Stated exercise: Return, word for word, only the lines from the one containing "of the tiled" through the last line of the entries.
---------------
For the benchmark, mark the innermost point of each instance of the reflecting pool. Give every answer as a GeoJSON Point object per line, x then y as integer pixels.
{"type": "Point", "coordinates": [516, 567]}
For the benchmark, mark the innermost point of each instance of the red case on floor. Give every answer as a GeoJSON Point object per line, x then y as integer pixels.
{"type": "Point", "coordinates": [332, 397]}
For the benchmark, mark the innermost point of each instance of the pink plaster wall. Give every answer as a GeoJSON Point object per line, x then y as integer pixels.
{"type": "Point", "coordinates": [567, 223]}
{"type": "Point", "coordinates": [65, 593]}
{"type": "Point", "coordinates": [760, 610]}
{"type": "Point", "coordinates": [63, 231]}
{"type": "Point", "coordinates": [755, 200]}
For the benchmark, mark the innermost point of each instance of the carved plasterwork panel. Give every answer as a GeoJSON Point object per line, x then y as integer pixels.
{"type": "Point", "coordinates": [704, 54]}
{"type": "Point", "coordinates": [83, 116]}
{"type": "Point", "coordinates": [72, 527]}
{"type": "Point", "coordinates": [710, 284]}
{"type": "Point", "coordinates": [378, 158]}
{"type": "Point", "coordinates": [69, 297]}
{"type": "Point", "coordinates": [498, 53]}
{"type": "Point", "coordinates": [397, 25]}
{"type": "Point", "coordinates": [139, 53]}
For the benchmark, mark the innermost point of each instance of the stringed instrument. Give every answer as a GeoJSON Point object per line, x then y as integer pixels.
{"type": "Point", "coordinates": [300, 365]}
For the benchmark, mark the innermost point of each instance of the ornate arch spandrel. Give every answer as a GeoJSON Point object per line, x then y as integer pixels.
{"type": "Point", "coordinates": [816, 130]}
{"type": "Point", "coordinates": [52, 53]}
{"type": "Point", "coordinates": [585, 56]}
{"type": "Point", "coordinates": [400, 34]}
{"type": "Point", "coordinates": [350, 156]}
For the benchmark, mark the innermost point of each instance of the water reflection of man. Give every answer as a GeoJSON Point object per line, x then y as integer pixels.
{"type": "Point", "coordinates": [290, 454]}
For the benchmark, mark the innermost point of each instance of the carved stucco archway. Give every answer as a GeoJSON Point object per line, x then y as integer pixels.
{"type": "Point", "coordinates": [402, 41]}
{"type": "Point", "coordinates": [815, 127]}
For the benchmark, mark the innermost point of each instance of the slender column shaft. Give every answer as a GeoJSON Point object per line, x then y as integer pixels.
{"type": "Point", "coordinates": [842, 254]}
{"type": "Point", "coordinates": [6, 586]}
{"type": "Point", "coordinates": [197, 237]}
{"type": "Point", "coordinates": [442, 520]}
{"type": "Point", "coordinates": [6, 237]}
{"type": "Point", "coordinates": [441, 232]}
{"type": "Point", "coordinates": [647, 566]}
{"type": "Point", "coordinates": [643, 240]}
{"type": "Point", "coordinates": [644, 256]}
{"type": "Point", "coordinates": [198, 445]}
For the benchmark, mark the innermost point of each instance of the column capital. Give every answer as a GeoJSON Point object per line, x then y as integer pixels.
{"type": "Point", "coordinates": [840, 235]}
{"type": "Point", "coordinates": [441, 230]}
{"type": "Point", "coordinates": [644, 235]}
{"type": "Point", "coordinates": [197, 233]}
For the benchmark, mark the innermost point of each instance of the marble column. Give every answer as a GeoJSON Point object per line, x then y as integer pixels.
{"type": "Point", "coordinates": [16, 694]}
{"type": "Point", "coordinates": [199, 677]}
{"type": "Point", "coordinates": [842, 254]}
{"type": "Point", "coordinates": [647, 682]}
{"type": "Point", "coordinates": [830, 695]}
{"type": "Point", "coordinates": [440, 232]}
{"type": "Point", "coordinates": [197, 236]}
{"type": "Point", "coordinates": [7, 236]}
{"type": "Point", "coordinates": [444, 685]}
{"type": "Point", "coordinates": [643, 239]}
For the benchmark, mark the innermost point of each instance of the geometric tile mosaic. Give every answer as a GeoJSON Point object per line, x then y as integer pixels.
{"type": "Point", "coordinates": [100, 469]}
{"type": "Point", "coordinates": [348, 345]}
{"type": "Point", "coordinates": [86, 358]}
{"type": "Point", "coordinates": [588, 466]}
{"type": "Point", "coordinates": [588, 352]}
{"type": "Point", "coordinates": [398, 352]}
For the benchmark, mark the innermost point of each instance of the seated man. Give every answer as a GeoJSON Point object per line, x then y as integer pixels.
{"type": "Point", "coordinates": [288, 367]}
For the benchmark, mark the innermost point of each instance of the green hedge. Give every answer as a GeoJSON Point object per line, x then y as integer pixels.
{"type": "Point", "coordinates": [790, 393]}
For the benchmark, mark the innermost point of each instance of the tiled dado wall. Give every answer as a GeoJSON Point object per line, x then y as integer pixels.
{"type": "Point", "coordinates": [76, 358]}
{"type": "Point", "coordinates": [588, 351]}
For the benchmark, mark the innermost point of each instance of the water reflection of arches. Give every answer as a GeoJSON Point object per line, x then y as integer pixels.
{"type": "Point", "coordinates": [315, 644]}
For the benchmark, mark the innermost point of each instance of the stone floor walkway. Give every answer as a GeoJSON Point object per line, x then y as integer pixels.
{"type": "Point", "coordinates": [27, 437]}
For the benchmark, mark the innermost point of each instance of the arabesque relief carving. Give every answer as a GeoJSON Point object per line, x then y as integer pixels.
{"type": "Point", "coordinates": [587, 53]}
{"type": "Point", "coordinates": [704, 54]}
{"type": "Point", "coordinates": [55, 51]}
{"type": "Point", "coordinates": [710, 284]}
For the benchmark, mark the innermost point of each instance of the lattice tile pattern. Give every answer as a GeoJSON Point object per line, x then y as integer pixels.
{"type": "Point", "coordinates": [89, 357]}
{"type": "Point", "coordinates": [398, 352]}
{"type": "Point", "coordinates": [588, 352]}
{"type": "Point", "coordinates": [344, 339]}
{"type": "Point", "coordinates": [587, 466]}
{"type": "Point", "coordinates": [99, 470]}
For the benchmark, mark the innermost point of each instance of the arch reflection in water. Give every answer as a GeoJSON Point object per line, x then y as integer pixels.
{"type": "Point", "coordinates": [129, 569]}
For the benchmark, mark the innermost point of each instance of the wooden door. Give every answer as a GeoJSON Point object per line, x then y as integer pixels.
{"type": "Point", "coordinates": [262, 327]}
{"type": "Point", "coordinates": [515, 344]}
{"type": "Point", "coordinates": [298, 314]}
---------------
Written solution:
For the benchmark, mark the innermost point of each instance of the tiled dado wall. Give every answer as a GeoJSON Point object per line, x then y as integer pixels.
{"type": "Point", "coordinates": [76, 358]}
{"type": "Point", "coordinates": [588, 351]}
For the benchmark, mark the innermost point of each instance of the water reflection of arches. Give every answer as a GeoJSON Point object per line, x then y as integer pixels.
{"type": "Point", "coordinates": [315, 644]}
For the benchmark, mark the innermost point of each instance of the stone floor walkway. Give every answer as a GeoJSON Point object per line, x then y as integer pixels.
{"type": "Point", "coordinates": [27, 437]}
For the benchmark, mark the innermost point of each instance of the arabesque relief carving. Give every answer as a GeoJSON Point object per line, x then y as integer pixels.
{"type": "Point", "coordinates": [587, 53]}
{"type": "Point", "coordinates": [704, 54]}
{"type": "Point", "coordinates": [55, 51]}
{"type": "Point", "coordinates": [710, 284]}
For the benchmark, mark the innermost point of each instance of the lattice tile pattern. Give every answer as a GeoJSON Point object per line, x then y as integer pixels.
{"type": "Point", "coordinates": [89, 357]}
{"type": "Point", "coordinates": [398, 352]}
{"type": "Point", "coordinates": [588, 352]}
{"type": "Point", "coordinates": [344, 339]}
{"type": "Point", "coordinates": [587, 466]}
{"type": "Point", "coordinates": [99, 470]}
For the benchmark, mark the innermost point of each instance of the arch reflection in water. Give every answer as a GeoJSON Point object per line, x then y as integer pixels.
{"type": "Point", "coordinates": [129, 569]}
For the benchmark, mark the innermost point of each instance of the wooden door. Give every answer as a GeoJSON Point object per line, x then y as integer pixels.
{"type": "Point", "coordinates": [262, 327]}
{"type": "Point", "coordinates": [515, 344]}
{"type": "Point", "coordinates": [298, 314]}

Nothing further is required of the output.